El 12 de noviembre de 1935 llevaron a cabo la primera intervención en una mujer de sesenta y cinco años diagnosticada de melancolía involutiva con ideas ansiosas y paranoides. Se le afeitó el cráneo y se limpió el cuero cabelludo con alcohol, administrándole novocaína como anestésico. Se le aplicó adrenalina para reducir el sangrado. Bajo la supervisión de Moniz, el cirujano taladró dos orificios en la parte superior y delantera del cráneo, uno a cada lado, por donde se insertó una jeringa para inyectar alcohol puro en el interior del cerebro. El objetivo era destruir ciertas partes de la materia blanca que, según Moniz, correspondían a conexiones responsables de los pensamientos e ideas fijas malsanas. La muerte de estas fibras se produjo por la deshidratación causada por el alcohol. La operación duró treinta minutos.
Dos meses después, escribe Moniz: “No hay nuevas ideas patológicas u otros síntomas, y la mayor parte de sus ideas paranoicas anteriores en principio se han ido”. El informe termina con una conclusión excesivamente optimista: “Una cura clínica”. Pero la paciente nunca abandonó el hospital.
El problema que surgió era que el alcohol destruía y esclerotizaba otras zonas no elegidas. A partir del noveno paciente, Moniz ideó el leucotomo, un instrumento de acero en forma de estilete hueco que se insertaba en el cerebro. Una vez en su posición, se presionaba la empuñadura y, a través de una ranura en el extremo, sobresalía un hilo metálico formando un lazo rígido de medio centímetro. Entonces se giraba el leucotomo trescientos sesenta grados, una vuelta, y el lazo rebanaba un corazón de materia blanca de un centímetro de diámetro, como si fuera el corazón de una manzana. A continuación se retraía el hilo y se sacaba el leucotomo con el trozo de cerebro. Después se volvía a introducir para repetir la operación en otra zona de la materia blanca. Moniz mandaba cortar tres o cuatro corazones en cada lado del cerebro, repitiendo toda la operación días después si no observaba la mejoría esperada. Moniz y Lima llamaron a esta técnica leucotomía, del griego lecos, ‘blanco’, y tomia, ‘cortar’.

▶ Datos analizados:
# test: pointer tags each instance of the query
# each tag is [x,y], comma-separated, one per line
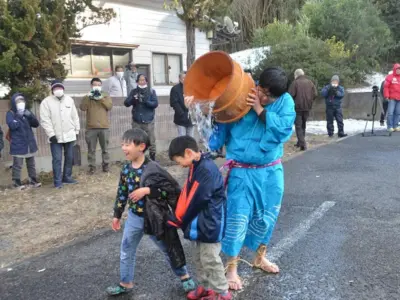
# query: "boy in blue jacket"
[333,94]
[23,145]
[201,213]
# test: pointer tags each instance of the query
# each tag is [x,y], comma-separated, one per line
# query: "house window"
[89,61]
[166,68]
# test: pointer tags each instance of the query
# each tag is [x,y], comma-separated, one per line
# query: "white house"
[143,31]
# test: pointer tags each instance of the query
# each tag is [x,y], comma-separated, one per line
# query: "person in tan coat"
[97,104]
[304,93]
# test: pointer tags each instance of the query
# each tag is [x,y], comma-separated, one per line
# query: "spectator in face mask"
[116,85]
[23,145]
[96,105]
[391,91]
[144,102]
[130,77]
[60,121]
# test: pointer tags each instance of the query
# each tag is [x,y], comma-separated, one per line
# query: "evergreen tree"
[192,12]
[33,35]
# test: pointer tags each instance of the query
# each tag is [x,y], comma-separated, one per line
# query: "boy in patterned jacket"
[130,192]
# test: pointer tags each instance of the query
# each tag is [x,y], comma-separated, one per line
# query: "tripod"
[375,101]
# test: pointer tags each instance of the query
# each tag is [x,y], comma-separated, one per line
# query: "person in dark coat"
[20,121]
[136,193]
[144,102]
[333,94]
[304,93]
[181,117]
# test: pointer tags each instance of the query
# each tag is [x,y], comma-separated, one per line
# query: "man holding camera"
[96,105]
[391,91]
[130,76]
[144,102]
[385,102]
[333,94]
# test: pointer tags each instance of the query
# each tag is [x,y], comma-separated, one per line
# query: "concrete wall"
[354,105]
[149,25]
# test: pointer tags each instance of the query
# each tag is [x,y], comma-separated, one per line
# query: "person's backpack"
[8,134]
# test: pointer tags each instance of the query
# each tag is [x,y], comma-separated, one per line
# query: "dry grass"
[37,220]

▶ Actividades:
**A.** Responde a partir del texto sobre la leucotomía:
(i) ¿Qué edad tenía la mujer operada en la primera intervención?
(ii) ¿Cuánto duró esa primera operación?
(iii) ¿Qué diámetro tenía el corazón de materia blanca que rebanaba el lazo del leucotomo?
**B.** Reescribe del texto sobre la leucotomía todo lo que va desde "El 12 de noviembre" hasta "duró treinta minutos.", y cambia "novocaína" por "lidocaína".

▶ Soluciones:
**A.**
(i) Sesenta y cinco años.
(ii) Treinta minutos.
(iii) Un centímetro.

**B.**
El 12 de noviembre de 1935 llevaron a cabo la primera intervención en una mujer de sesenta y cinco años diagnosticada de melancolía involutiva con ideas ansiosas y paranoides. Se le afeitó el cráneo y se limpió el cuero cabelludo con alcohol, administrándole lidocaína como anestésico. Se le aplicó adrenalina para reducir el sangrado. Bajo la supervisión de Moniz, el cirujano taladró dos orificios en la parte superior y delantera del cráneo, uno a cada lado, por donde se insertó una jeringa para inyectar alcohol puro en el interior del cerebro. El objetivo era destruir ciertas partes de la materia blanca que, según Moniz, correspondían a conexiones responsables de los pensamientos e ideas fijas malsanas. La muerte de estas fibras se produjo por la deshidratación causada por el alcohol. La operación duró treinta minutos.